James Arcene (c. 1862 – June 18, 1885) was the youngest person sentenced to death, who was subsequently executed for the crime, in the United States. Arcene, a Cherokee, was hanged by the U.S. federal government in Fort Smith, Arkansas, for his alleged role in a robbery and murder committed thirteen years earlier, when he was 10 years old.

Arcene and a Cherokee man named William Parchmeal noticed William Feigel, a Swedish national, making a purchase in a store. They followed Feigel when he left, heading for Fort Gibson, and caught up with him about two miles outside of the fort. With robbery as a motive, one of the two shot Fiegel six times before crushing his skull with a rock. Arcene and Parchmeal then divested Fiegel's corpse of its boots and money, totalling only 25 cents ($ today).
****************
# EXERCISE INSTRUCTIONS
a) Answer these about the passage on James Arcene:
(i) In what city and state was Arcene hanged?
(ii) How old was Arcene when the crime took place?
(iii) What was William Feigel's nationality?
b) Convert a stretch of the records into a numbered list, leaving out blank lines. Begin at the line that has "Can you find the blue" and stop after the last line of the records.
The passage and the records have no connection to each other.

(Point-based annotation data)
****************
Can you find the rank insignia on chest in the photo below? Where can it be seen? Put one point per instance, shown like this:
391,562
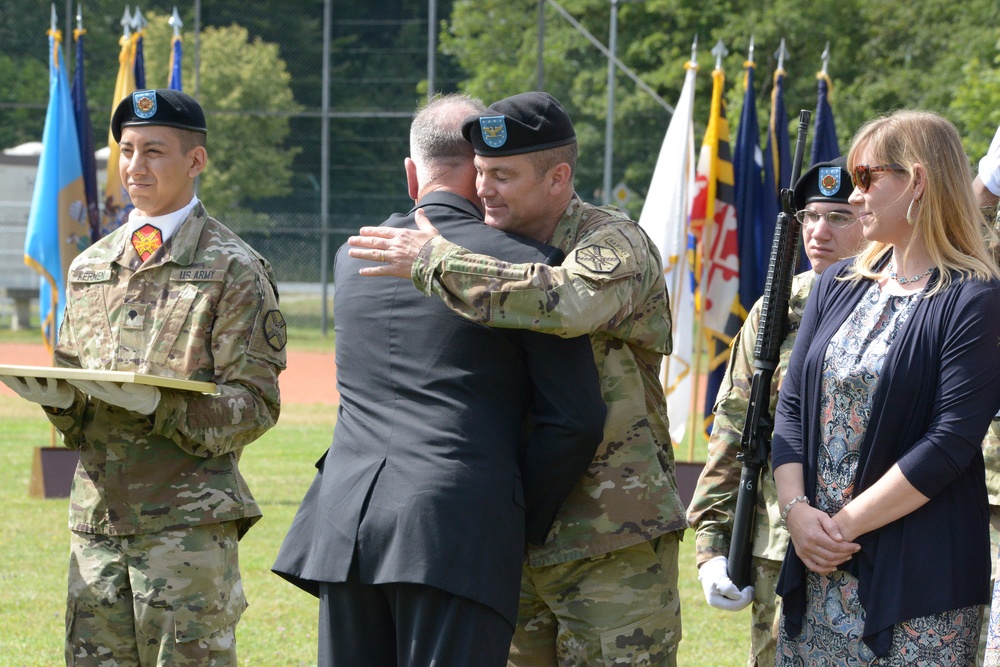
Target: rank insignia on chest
275,331
494,129
146,240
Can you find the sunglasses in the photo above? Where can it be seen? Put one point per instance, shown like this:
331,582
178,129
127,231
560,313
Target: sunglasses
837,220
862,175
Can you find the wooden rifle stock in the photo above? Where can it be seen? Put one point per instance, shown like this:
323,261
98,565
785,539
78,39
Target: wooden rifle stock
755,444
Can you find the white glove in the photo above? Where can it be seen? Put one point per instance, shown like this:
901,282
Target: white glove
720,591
134,397
55,393
989,166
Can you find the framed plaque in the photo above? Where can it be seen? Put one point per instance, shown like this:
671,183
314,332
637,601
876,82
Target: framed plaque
126,377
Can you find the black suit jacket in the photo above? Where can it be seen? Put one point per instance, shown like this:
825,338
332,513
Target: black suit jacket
423,482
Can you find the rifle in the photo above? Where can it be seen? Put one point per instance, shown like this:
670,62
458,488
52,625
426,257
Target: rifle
755,444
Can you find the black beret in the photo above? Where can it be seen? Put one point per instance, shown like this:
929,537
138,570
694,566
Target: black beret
825,181
522,123
163,106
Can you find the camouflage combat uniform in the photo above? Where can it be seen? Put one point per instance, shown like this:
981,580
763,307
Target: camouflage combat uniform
714,502
160,498
612,552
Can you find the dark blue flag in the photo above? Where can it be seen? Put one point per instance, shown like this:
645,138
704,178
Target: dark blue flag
754,232
140,62
175,63
825,146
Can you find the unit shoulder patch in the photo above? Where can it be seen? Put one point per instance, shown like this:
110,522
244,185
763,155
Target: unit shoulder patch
598,258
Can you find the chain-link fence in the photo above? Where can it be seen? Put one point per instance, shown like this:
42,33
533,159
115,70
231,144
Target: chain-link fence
257,67
265,177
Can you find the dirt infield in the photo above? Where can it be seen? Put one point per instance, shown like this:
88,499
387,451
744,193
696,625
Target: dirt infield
311,377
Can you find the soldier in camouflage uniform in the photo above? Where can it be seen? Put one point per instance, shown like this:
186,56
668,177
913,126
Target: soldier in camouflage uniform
158,503
829,234
603,587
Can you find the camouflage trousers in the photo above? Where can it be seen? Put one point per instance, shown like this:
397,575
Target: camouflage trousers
620,608
170,598
764,612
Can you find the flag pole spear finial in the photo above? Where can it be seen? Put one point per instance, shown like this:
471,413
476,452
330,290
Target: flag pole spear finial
138,20
719,51
126,22
175,22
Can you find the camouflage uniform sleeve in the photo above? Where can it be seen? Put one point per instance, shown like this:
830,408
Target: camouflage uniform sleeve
248,346
69,422
597,288
713,504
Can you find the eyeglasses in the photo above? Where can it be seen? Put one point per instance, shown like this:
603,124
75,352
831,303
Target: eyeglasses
862,176
837,220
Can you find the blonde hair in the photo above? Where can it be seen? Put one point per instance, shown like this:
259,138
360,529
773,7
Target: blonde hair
947,218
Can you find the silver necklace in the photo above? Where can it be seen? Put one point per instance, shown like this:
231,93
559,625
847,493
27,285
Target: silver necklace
906,281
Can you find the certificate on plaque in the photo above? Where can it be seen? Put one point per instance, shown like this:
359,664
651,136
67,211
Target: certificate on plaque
126,377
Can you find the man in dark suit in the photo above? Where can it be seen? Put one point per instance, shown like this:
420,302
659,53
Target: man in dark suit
455,444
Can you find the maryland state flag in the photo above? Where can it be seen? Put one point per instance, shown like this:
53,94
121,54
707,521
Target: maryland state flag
57,221
665,218
117,203
713,220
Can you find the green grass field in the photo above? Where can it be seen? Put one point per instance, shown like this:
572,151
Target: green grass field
278,630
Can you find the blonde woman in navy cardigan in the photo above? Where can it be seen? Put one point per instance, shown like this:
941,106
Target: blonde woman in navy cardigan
890,389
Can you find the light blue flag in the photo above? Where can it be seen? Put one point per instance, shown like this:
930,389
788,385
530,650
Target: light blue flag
57,220
175,64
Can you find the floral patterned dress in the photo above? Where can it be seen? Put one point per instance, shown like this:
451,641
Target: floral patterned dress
834,618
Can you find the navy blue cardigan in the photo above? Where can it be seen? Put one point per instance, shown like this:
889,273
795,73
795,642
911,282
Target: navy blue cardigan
935,397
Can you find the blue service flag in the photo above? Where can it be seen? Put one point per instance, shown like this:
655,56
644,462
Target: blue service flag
754,231
57,221
175,64
85,131
825,146
140,63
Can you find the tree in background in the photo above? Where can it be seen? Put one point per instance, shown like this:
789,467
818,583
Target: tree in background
20,79
247,149
922,53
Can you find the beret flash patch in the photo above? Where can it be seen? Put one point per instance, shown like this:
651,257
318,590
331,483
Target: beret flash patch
144,103
494,130
598,258
275,332
829,180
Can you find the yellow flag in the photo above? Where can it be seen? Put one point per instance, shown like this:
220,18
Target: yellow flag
117,203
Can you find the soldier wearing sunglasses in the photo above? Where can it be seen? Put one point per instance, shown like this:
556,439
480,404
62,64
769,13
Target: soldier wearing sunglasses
887,397
829,233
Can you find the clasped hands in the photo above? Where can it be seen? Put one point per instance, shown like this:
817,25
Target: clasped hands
****************
# THE SOLUTIONS
a)
(i) Fort Smith, Arkansas
(ii) 10 years old
(iii) Swedish

b)
1. Can you find the blue service flag in the photo above? Where can it be seen? Put one point per instance, shown like this:
2. 655,56
3. 644,462
4. Target: blue service flag
5. 754,231
6. 57,221
7. 175,64
8. 85,131
9. 825,146
10. 140,63
11. Can you find the tree in background in the photo above? Where can it be seen? Put one point per instance, shown like this:
12. 789,467
13. 818,583
14. Target: tree in background
15. 20,79
16. 247,149
17. 922,53
18. Can you find the beret flash patch in the photo above? Where can it be seen? Put one point per instance, shown like this:
19. 651,257
20. 318,590
21. 331,483
22. Target: beret flash patch
23. 144,103
24. 494,130
25. 598,258
26. 275,332
27. 829,180
28. Can you find the yellow flag in the photo above? Where can it be seen? Put one point per instance, shown like this:
29. 220,18
30. Target: yellow flag
31. 117,203
32. Can you find the soldier wearing sunglasses in the photo above? Where can it be seen? Put one point per instance, shown like this:
33. 556,439
34. 480,404
35. 62,64
36. 769,13
37. Target: soldier wearing sunglasses
38. 887,397
39. 829,233
40. Can you find the clasped hands in the photo above? Where can it be seen? Put one point per instance, shown like this:
41. 817,25
42. Target: clasped hands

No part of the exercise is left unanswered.